--- start ENTRIES SHOWN ---

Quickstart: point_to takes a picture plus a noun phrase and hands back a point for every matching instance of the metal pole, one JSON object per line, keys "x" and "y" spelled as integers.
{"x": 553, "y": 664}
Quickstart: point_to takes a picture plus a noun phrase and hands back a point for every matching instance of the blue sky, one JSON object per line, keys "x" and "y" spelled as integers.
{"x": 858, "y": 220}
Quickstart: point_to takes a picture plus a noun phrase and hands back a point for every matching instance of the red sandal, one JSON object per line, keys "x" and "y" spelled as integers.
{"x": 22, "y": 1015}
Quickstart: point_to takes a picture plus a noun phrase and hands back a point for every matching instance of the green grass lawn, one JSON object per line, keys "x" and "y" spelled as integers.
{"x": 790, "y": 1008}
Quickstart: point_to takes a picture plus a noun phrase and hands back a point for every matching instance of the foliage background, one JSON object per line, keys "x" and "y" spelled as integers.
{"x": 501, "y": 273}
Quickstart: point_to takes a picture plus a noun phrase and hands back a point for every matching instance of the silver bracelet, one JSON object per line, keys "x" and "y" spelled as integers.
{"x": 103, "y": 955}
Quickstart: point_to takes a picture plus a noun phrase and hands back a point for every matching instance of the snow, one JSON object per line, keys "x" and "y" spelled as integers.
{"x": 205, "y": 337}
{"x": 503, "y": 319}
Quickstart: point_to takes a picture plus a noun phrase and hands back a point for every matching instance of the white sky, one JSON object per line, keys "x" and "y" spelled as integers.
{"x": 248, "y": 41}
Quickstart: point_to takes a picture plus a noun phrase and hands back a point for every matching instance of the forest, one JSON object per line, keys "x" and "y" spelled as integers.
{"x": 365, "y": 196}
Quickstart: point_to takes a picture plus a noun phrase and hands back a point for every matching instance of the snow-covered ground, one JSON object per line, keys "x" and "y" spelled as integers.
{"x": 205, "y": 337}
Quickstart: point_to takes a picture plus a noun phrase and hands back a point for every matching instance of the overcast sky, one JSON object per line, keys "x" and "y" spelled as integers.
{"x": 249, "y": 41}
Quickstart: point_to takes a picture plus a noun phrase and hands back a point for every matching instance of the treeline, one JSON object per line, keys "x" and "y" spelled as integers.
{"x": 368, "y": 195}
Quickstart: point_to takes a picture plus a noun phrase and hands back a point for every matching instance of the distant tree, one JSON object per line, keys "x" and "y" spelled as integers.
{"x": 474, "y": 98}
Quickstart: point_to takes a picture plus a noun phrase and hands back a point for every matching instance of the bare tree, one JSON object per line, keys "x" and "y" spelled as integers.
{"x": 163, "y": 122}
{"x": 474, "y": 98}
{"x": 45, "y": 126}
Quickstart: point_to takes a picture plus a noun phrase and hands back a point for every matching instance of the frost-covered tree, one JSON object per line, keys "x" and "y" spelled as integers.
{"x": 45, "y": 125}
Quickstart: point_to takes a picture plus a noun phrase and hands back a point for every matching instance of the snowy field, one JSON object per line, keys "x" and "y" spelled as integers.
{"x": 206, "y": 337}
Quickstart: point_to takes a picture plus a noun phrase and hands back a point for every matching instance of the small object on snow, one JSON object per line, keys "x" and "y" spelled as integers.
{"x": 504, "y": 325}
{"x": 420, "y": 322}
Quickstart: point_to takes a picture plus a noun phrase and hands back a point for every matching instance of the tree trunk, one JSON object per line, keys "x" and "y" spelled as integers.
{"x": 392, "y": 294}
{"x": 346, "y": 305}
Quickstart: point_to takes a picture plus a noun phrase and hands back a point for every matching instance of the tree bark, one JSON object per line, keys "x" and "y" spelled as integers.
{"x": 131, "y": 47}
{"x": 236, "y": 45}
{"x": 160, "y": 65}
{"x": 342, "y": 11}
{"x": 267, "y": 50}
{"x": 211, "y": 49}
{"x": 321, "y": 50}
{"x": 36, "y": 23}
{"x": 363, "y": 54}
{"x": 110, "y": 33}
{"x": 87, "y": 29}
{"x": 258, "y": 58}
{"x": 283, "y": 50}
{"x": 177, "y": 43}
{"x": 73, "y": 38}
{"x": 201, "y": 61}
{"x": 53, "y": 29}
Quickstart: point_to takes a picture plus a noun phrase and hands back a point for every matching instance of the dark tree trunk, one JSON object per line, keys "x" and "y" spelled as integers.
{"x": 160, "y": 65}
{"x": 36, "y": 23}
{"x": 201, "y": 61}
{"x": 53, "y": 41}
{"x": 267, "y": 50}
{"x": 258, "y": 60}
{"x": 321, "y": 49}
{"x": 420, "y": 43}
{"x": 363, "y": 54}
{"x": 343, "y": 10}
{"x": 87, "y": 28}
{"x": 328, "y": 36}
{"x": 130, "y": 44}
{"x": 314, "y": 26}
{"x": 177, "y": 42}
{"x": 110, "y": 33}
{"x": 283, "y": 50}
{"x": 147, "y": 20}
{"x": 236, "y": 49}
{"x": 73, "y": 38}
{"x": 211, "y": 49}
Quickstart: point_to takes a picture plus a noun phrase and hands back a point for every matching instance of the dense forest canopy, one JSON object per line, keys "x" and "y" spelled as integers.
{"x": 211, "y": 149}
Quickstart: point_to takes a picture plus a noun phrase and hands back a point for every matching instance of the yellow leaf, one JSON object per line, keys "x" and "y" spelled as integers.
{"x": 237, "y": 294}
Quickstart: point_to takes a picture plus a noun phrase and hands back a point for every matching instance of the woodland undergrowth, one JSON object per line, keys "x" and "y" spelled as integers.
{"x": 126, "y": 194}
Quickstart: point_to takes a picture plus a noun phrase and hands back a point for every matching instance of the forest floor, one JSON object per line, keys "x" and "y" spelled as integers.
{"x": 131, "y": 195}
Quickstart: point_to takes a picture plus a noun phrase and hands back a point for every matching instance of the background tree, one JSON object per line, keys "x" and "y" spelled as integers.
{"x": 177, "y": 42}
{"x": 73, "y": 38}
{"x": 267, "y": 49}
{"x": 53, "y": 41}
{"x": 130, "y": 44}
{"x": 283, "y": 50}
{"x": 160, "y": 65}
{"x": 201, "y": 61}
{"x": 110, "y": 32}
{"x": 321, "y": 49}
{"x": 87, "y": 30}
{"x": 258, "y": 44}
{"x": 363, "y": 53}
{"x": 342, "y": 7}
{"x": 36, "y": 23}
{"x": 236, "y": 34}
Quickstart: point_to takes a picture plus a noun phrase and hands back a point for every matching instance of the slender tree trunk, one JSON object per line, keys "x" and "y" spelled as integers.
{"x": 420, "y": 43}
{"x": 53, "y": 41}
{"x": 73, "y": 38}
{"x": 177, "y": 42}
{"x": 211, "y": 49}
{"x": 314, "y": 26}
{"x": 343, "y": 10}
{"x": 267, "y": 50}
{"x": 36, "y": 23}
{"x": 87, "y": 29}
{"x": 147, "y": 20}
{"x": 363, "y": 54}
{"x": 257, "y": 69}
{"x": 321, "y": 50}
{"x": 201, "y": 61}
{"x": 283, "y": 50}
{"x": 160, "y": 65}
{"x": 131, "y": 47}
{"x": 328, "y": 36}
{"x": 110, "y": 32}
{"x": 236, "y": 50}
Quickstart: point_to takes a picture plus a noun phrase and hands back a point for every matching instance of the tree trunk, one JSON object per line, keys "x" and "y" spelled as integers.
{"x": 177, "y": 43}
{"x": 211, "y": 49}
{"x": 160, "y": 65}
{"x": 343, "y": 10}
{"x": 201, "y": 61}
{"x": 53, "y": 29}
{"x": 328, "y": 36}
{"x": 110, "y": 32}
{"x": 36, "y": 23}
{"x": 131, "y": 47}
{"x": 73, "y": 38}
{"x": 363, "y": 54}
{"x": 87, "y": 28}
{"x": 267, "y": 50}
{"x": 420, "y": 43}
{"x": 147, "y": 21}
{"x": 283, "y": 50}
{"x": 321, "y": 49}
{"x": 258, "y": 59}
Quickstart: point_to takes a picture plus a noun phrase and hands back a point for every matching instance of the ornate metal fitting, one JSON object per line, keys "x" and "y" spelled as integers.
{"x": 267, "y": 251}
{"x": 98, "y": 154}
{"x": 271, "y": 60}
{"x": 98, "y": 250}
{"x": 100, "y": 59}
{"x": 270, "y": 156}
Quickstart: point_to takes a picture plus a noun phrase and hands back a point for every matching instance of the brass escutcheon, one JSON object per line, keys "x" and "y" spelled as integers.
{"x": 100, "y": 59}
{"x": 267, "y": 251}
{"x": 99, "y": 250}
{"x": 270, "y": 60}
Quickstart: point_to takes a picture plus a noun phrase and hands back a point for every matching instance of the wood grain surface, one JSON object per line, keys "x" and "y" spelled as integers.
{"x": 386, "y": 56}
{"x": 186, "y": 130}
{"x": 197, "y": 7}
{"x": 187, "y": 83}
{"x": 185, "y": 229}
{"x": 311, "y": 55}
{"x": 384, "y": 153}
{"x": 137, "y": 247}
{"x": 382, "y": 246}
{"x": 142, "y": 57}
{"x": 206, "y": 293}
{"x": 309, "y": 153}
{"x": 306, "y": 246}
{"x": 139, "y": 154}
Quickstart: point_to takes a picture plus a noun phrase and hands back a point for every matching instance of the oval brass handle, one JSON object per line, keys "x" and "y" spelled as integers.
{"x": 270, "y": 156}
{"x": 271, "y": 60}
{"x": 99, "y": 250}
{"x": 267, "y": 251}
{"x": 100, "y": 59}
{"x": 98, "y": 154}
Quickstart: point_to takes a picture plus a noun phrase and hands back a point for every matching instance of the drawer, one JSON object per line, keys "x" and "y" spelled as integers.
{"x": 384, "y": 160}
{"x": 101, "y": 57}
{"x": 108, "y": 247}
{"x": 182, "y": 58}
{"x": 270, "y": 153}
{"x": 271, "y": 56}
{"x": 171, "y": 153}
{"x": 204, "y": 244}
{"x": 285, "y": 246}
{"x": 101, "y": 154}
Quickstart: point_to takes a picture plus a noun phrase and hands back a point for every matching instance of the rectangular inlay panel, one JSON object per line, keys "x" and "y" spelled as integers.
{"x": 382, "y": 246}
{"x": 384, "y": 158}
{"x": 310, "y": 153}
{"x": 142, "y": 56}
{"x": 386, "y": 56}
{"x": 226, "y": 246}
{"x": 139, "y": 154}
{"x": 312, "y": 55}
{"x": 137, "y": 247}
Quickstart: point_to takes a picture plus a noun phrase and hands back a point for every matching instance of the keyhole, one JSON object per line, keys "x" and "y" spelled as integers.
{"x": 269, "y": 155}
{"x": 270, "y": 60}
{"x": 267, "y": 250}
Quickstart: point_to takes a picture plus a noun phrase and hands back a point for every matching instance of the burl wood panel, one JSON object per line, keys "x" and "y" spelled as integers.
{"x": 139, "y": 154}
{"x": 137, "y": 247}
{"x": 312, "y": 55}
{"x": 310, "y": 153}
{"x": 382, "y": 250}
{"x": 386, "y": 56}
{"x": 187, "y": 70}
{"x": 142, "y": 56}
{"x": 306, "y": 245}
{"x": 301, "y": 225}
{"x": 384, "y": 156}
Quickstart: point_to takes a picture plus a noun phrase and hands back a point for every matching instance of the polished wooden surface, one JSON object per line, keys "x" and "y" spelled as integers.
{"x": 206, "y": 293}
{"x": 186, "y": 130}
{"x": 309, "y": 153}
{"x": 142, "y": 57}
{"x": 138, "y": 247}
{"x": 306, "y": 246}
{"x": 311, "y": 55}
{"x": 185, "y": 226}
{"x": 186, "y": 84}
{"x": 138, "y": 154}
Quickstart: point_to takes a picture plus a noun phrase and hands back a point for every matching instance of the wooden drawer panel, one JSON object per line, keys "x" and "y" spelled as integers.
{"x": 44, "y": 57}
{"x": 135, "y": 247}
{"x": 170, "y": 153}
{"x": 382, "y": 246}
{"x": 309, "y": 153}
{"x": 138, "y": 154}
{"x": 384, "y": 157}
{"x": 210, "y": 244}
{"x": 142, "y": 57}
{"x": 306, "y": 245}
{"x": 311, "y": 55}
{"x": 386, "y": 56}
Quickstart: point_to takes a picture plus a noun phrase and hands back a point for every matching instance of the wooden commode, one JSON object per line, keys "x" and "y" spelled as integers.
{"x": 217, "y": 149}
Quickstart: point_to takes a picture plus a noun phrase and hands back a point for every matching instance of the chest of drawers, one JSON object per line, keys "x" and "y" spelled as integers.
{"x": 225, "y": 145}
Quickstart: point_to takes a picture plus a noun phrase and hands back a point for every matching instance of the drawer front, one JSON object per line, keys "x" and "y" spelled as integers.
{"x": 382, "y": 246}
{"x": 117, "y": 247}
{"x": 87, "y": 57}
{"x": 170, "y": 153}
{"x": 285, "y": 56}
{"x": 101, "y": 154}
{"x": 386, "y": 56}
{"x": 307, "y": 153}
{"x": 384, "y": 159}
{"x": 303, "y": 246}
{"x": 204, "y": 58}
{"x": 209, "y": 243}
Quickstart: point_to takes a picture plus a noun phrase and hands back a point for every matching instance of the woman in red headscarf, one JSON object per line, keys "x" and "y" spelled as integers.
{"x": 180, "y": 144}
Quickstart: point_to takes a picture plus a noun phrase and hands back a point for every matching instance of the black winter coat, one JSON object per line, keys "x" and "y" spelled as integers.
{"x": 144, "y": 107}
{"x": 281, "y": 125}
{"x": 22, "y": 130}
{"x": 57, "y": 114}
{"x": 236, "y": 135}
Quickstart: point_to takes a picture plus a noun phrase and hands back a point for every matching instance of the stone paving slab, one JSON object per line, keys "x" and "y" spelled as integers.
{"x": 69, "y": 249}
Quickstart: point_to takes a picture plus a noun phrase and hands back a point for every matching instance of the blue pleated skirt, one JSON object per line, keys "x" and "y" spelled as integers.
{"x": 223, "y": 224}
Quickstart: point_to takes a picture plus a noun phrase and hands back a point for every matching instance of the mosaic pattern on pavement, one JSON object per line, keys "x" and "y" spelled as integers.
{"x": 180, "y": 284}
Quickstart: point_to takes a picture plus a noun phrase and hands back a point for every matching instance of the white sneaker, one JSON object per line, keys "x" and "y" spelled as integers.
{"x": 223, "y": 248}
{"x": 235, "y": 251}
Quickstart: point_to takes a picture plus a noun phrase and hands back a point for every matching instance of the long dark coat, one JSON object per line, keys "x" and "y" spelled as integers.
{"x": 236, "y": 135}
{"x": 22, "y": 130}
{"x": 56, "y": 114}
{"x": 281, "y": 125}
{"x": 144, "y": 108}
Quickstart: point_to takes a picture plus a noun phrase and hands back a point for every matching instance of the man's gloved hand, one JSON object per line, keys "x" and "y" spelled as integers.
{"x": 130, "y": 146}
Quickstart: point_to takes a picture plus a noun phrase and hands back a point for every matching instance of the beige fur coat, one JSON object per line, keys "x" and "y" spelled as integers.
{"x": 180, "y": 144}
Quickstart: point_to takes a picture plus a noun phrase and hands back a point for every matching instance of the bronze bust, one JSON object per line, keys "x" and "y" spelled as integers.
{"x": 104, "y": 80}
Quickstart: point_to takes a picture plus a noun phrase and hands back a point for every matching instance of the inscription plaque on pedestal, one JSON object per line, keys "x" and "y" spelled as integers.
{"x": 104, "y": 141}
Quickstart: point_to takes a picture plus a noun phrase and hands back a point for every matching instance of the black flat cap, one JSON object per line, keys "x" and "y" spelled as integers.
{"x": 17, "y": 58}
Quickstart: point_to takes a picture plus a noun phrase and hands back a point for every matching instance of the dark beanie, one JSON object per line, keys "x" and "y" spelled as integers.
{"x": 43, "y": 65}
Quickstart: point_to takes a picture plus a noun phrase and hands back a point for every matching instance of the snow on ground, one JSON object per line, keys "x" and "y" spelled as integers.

--- end ENTRIES SHOWN ---

PROBLEM TO WORK ON: Above are the records; copy exactly the lines from the one with "of the man's" through the final line.

RESULT OF THIS TASK:
Quickstart: point_to takes a picture plus a noun phrase and hands back a point for every matching instance of the man's gloved hand, one JSON object per line, keys "x" and "y" spelled as integers.
{"x": 130, "y": 146}
Quickstart: point_to takes a picture plus a noun phrase and hands back a point for every matching instance of the beige fur coat, one JSON object per line, keys "x" and "y" spelled as integers.
{"x": 180, "y": 144}
Quickstart: point_to takes a picture plus a noun phrase and hands back a point for every matching instance of the bronze bust, one JSON object per line, keys "x" and "y" spelled as integers.
{"x": 104, "y": 80}
Quickstart: point_to takes a picture plus a noun phrase and hands back a point for every matching instance of the inscription plaque on pedestal, one JSON object per line, keys "x" and "y" spelled as integers.
{"x": 104, "y": 141}
Quickstart: point_to takes a picture plus a noun phrase and hands back a point for every matching instance of the black flat cap, one JSON object per line, keys "x" and "y" spelled as integers.
{"x": 17, "y": 58}
Quickstart: point_to takes a picture plus a noun phrase and hands back a point for every matching instance of the dark beanie, one JSON object per line, keys "x" and "y" spelled as integers.
{"x": 43, "y": 65}
Quickstart: point_to takes a picture plus a noun phrase and hands back a point for every matching instance of the snow on ground, one JSON object per line, keys "x" and "y" spelled as integers.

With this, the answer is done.